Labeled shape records
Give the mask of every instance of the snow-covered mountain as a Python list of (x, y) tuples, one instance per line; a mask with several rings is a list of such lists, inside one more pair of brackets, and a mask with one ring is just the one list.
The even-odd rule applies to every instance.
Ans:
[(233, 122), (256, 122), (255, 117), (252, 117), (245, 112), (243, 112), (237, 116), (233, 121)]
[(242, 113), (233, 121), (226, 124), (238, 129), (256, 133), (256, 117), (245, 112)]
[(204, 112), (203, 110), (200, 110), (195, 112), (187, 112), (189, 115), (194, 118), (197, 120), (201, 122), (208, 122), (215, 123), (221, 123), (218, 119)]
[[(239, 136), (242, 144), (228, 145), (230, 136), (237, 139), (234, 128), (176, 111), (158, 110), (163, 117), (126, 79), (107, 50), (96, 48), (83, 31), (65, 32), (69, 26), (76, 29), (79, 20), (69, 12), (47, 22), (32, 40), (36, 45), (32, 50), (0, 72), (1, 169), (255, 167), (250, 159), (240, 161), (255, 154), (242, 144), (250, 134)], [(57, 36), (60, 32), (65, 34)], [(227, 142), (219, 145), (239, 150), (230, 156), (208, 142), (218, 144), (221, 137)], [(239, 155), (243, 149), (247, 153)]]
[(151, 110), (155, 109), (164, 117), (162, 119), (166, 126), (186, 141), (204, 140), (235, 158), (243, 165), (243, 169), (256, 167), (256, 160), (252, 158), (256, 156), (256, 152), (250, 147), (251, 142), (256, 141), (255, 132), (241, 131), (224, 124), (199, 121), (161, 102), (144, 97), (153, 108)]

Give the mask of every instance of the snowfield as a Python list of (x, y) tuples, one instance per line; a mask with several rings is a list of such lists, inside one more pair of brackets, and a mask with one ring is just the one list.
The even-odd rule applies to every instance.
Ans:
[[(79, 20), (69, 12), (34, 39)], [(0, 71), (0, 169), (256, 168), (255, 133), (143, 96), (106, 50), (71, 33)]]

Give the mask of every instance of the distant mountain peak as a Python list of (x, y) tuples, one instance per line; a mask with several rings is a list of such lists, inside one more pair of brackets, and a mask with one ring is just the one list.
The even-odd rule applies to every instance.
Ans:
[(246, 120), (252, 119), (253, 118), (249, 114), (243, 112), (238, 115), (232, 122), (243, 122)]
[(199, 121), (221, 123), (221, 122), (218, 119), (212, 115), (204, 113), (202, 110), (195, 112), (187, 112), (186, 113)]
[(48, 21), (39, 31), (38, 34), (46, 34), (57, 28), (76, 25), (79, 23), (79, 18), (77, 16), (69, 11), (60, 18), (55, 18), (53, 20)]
* * *
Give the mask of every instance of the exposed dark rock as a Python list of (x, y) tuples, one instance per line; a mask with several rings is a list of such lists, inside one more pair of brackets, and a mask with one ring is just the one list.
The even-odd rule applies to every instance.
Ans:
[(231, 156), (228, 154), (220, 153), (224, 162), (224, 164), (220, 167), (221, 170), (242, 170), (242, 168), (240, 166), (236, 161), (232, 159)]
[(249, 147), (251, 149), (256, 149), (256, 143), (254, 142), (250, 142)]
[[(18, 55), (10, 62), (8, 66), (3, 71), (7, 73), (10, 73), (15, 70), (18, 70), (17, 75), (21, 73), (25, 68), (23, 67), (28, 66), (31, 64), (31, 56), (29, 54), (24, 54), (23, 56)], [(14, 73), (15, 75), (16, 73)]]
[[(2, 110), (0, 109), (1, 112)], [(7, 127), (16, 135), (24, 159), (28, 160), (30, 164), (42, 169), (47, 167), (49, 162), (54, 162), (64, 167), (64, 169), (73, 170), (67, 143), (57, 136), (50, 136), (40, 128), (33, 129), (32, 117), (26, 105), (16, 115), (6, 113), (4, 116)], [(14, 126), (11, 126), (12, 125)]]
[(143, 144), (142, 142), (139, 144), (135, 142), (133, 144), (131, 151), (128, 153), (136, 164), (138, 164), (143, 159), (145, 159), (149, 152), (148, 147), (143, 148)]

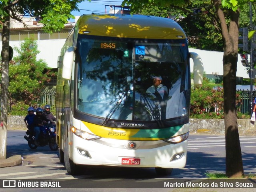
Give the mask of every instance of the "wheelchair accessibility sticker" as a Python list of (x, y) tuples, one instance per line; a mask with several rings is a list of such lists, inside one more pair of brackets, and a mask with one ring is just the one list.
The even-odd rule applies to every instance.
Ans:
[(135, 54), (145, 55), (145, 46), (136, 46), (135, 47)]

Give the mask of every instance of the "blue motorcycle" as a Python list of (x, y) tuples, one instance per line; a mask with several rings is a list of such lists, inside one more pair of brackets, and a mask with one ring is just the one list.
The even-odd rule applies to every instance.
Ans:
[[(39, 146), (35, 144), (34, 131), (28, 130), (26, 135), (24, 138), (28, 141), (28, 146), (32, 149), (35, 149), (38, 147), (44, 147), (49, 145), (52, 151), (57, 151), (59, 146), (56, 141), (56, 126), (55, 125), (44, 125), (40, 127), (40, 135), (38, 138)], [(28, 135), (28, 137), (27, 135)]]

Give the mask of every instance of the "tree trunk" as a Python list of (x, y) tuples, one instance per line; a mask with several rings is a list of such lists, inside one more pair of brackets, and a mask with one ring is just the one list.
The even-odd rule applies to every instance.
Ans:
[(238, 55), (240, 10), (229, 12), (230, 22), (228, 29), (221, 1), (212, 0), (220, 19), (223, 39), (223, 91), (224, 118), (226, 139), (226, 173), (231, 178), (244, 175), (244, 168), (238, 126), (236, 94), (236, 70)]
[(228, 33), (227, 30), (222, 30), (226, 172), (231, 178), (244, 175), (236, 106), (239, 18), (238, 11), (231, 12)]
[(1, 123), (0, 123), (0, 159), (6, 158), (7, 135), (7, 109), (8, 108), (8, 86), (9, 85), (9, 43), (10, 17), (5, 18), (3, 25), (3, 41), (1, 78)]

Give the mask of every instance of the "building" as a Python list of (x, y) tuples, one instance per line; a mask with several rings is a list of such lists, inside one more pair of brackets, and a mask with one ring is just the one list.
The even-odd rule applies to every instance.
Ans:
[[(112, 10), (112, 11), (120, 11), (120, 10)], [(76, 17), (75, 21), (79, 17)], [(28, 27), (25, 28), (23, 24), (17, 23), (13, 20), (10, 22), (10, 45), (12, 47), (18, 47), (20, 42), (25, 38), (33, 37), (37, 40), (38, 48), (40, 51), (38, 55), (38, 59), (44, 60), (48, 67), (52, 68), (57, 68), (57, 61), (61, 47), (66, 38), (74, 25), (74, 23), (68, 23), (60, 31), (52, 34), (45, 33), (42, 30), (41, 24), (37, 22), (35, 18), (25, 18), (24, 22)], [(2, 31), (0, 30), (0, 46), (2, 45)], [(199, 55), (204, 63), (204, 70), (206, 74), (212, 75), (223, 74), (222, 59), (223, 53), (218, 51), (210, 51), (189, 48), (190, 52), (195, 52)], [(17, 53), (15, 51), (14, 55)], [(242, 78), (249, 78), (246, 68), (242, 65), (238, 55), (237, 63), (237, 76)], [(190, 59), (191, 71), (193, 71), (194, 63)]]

→ **Exercise**
Copy word for word the lines of the listing that start with the line containing "Give the mask of every instance of the snow-covered" and go on through the line containing "50), (71, 33)]]", with both of those lines included.

→ **Result**
Give the mask of every instance of the snow-covered mountain as a Python list of (x, y) tuples, one instance per line; a mask with several rings is a list of such lists, inside one more pair of brackets, and a mask with one ring is just the one list.
The even-odd rule applies to every instance.
Ans:
[(233, 122), (256, 122), (255, 117), (252, 117), (245, 112), (243, 112), (237, 116), (233, 121)]
[(242, 113), (233, 121), (226, 124), (238, 129), (256, 133), (256, 117), (245, 112)]
[(204, 112), (203, 110), (200, 110), (195, 112), (187, 112), (189, 115), (194, 118), (197, 120), (201, 122), (208, 122), (215, 123), (221, 123), (218, 119)]
[[(239, 136), (242, 144), (228, 145), (230, 136), (237, 139), (234, 128), (176, 111), (158, 110), (163, 117), (126, 79), (107, 50), (96, 48), (83, 31), (65, 32), (69, 26), (76, 29), (79, 20), (69, 12), (47, 22), (32, 40), (36, 45), (32, 50), (0, 72), (1, 169), (255, 167), (250, 159), (240, 161), (255, 154), (242, 144), (250, 134)], [(57, 36), (60, 32), (65, 34)], [(227, 142), (219, 145), (239, 150), (230, 156), (208, 142), (218, 144), (221, 137)], [(239, 155), (243, 149), (247, 153)]]
[(151, 110), (155, 109), (164, 117), (162, 119), (166, 126), (186, 141), (204, 140), (235, 158), (243, 165), (243, 169), (256, 167), (256, 160), (252, 158), (256, 156), (256, 152), (250, 147), (251, 142), (256, 141), (255, 132), (241, 131), (224, 124), (199, 121), (161, 102), (144, 97), (153, 108)]

Give the mask of every instance of the snowfield as a Python list of (x, y) tuples, one instance per line; a mask with several rings is a list of such lists, inside one more pair of brackets, and a mask with one ring is just the one list.
The even-odd rule applies to every instance.
Ans:
[[(79, 20), (69, 12), (34, 39)], [(0, 71), (0, 169), (256, 168), (255, 133), (143, 96), (106, 50), (71, 33)]]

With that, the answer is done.